*** Information provided ***
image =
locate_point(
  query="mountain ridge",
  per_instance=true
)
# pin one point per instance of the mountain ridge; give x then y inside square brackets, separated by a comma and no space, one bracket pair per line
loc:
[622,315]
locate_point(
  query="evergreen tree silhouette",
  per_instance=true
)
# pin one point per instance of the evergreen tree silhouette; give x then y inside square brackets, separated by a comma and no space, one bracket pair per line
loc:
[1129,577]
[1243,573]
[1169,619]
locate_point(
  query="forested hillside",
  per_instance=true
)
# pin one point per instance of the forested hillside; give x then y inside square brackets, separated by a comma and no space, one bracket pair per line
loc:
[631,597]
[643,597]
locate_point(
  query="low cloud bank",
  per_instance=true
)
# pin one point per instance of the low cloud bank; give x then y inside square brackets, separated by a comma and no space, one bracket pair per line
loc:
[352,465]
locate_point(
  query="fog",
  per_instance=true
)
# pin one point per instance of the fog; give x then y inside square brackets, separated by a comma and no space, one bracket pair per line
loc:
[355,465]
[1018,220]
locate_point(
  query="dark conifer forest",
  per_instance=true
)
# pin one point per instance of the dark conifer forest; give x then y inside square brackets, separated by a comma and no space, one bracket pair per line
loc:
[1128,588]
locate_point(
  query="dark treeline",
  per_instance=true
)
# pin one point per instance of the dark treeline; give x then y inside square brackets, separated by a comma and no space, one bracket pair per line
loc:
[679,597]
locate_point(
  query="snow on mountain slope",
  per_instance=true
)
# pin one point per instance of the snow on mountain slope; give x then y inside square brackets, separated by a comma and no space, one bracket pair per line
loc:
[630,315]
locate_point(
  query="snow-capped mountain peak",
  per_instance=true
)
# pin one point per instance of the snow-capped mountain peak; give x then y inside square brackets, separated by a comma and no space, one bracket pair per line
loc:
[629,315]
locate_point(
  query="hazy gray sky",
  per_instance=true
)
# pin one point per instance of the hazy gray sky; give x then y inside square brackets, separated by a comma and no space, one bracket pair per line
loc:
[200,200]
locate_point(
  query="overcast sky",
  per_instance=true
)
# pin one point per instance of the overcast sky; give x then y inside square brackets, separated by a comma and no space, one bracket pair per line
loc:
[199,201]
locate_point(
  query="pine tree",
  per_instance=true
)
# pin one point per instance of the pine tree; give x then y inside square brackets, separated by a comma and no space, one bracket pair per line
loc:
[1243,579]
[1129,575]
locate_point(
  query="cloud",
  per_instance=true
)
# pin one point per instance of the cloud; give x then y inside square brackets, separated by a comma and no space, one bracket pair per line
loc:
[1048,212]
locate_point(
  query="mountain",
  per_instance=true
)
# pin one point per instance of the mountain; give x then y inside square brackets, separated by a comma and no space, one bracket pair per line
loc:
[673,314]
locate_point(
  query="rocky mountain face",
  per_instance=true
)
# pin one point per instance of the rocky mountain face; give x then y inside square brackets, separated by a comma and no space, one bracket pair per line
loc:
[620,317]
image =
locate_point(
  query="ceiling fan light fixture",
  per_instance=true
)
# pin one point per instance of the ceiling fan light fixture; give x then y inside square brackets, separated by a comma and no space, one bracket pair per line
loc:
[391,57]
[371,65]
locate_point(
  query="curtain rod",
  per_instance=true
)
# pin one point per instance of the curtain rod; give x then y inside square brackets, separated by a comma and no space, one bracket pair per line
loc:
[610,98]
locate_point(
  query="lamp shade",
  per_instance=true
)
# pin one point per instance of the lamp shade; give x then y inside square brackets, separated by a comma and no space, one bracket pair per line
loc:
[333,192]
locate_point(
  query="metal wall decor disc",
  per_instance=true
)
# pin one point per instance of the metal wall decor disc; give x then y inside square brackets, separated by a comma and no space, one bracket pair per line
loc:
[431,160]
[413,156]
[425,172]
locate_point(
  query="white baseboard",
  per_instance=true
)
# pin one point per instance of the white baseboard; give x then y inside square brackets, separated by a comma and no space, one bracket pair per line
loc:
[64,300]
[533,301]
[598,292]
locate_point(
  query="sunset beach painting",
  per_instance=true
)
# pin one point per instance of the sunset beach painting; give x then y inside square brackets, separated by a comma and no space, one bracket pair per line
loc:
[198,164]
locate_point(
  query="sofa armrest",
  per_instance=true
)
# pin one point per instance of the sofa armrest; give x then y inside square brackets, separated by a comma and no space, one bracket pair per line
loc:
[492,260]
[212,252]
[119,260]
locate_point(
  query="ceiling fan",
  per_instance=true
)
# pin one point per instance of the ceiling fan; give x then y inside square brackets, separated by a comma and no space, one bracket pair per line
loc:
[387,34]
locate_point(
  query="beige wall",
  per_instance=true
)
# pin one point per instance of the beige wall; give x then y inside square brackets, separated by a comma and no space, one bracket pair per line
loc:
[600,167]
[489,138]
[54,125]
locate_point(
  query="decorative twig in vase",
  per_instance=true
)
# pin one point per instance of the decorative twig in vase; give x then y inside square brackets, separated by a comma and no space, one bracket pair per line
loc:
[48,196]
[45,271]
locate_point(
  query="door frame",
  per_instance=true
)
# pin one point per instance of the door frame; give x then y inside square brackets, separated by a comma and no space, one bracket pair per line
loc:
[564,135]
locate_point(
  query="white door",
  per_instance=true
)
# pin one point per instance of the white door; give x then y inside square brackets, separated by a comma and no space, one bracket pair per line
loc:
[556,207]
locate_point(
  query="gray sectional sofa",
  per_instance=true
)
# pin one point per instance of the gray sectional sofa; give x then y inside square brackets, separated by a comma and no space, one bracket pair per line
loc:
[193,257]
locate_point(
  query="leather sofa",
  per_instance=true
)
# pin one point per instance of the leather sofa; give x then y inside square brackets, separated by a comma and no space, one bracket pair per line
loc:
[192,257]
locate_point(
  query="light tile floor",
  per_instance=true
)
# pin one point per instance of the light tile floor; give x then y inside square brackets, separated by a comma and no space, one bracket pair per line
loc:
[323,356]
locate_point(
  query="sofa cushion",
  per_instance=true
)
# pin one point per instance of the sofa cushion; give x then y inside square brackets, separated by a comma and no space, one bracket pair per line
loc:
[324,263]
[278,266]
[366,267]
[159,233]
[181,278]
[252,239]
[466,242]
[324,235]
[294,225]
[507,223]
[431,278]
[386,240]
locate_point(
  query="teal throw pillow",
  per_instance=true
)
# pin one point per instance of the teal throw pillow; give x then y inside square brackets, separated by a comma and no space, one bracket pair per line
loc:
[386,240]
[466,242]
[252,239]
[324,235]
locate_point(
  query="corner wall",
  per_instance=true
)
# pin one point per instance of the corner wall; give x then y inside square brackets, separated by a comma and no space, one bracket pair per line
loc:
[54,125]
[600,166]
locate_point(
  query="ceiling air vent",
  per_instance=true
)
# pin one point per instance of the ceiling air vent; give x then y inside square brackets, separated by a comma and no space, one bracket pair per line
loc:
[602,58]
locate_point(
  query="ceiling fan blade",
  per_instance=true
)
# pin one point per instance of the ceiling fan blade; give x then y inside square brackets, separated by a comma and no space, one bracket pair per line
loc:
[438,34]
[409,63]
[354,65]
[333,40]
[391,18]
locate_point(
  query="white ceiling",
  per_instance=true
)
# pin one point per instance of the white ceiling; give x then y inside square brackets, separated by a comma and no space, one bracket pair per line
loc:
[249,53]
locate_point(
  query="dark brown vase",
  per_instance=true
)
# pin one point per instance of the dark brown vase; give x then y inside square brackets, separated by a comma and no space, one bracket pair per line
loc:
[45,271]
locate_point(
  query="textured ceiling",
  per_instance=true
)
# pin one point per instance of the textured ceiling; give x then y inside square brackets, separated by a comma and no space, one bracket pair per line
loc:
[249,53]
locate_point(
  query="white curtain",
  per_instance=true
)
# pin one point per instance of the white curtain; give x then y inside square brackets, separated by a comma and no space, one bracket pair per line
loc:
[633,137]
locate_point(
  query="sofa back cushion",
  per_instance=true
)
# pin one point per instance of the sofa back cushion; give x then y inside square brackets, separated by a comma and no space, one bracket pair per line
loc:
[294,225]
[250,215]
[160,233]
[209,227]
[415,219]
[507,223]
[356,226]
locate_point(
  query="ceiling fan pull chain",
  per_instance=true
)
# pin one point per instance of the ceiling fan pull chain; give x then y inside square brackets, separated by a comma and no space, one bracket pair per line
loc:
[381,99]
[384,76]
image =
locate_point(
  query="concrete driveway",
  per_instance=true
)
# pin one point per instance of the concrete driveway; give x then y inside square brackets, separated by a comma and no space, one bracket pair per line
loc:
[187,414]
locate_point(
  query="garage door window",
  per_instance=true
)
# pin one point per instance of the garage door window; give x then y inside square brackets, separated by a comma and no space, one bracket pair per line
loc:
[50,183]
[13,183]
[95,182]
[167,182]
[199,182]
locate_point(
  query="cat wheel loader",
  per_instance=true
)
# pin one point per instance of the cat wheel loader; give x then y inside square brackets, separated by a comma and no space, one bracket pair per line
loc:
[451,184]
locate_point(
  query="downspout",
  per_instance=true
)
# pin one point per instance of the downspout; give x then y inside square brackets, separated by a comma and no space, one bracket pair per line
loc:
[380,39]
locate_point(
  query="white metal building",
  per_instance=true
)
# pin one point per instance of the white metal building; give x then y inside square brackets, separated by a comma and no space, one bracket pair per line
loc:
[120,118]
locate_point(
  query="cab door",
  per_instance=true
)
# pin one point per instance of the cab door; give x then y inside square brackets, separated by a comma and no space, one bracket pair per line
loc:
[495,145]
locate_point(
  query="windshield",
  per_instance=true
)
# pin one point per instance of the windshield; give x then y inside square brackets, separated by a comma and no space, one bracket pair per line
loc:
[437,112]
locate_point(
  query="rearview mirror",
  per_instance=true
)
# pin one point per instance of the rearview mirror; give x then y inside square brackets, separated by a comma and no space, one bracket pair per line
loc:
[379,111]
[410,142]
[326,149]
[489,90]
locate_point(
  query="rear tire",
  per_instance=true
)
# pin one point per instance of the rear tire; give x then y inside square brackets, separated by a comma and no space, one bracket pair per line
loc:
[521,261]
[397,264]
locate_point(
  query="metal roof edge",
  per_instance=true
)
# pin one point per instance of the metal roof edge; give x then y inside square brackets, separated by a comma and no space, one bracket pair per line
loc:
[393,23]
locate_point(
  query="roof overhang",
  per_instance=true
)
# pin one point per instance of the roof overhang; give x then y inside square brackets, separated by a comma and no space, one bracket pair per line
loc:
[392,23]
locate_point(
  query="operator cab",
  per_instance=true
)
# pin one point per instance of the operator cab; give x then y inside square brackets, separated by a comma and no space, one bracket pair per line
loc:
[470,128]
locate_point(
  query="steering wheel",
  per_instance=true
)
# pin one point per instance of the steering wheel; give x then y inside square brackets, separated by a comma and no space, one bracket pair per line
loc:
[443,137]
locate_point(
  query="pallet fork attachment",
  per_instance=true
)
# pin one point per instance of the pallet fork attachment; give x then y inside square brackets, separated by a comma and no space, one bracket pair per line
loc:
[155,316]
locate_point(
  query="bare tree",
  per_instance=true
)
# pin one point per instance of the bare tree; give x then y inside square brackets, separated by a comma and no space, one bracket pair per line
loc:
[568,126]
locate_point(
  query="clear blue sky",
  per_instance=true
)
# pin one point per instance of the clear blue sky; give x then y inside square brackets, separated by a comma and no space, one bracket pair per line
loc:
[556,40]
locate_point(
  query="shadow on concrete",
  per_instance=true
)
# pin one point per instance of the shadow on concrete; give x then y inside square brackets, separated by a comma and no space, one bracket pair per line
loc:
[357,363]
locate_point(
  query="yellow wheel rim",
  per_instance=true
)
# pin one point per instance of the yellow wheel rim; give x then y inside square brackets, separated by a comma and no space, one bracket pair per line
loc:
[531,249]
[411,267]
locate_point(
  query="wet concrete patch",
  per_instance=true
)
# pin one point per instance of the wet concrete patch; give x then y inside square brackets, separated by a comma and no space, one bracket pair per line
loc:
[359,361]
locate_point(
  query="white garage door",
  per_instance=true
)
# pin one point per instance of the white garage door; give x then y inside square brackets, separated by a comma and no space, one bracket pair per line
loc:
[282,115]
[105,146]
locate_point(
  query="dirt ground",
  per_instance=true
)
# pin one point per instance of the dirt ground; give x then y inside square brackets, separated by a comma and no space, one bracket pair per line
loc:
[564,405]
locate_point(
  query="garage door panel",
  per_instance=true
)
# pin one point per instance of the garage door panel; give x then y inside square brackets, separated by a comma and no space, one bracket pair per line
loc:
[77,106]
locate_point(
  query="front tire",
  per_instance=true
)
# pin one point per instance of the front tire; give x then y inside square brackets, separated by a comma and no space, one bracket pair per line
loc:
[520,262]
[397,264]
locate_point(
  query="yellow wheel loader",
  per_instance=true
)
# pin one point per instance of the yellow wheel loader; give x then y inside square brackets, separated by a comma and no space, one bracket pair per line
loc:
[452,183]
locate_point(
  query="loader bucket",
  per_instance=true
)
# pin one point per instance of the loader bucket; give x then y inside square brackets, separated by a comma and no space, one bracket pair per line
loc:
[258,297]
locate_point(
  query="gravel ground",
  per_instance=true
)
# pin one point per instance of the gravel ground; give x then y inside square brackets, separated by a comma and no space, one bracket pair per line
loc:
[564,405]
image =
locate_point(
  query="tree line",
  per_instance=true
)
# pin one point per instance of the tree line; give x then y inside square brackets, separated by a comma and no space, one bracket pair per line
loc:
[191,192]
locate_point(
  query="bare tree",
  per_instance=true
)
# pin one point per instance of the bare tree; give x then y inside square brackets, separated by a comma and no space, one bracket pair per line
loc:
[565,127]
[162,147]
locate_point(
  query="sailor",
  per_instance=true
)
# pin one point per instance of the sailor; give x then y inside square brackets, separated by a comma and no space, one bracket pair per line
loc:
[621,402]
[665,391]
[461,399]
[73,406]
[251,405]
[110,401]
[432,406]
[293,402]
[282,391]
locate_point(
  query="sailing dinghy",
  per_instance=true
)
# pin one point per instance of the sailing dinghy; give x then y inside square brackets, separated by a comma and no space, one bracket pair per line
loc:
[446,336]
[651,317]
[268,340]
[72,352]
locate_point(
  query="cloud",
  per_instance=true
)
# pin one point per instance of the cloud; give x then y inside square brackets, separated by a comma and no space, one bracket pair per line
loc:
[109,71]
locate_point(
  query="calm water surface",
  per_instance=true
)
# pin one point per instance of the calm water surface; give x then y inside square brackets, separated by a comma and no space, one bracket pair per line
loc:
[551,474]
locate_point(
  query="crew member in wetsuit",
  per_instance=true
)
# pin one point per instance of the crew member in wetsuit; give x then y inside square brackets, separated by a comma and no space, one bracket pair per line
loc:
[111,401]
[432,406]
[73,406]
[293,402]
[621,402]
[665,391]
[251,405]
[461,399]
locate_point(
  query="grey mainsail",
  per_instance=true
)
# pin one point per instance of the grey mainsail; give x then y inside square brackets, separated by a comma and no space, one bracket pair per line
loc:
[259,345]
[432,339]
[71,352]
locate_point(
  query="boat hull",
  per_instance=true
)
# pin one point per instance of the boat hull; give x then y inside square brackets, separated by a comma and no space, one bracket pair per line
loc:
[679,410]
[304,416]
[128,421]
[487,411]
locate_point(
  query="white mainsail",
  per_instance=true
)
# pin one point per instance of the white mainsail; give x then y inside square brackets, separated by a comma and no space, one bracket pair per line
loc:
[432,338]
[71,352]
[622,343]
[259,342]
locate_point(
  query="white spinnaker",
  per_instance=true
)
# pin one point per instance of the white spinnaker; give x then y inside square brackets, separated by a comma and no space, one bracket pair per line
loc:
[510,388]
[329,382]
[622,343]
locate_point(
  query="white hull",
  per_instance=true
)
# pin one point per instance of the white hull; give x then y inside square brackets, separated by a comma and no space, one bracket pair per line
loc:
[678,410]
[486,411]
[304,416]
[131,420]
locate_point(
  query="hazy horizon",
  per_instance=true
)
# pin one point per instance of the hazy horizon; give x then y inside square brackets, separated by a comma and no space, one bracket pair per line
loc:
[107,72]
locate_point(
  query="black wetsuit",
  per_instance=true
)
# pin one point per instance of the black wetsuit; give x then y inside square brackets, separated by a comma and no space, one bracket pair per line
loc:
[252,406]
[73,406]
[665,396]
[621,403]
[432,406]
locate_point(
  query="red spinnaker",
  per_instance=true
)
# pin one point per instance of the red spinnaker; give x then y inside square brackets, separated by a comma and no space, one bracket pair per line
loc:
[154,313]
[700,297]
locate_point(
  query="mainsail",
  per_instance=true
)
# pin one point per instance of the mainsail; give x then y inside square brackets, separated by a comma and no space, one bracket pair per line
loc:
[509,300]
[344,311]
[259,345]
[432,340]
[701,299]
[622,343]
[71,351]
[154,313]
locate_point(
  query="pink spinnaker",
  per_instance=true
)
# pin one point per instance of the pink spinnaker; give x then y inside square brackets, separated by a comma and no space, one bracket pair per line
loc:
***
▶ **Task goal**: Once you have counted the lines above containing the word "painting", state that number and nothing more.

▶ **Answer space**: 2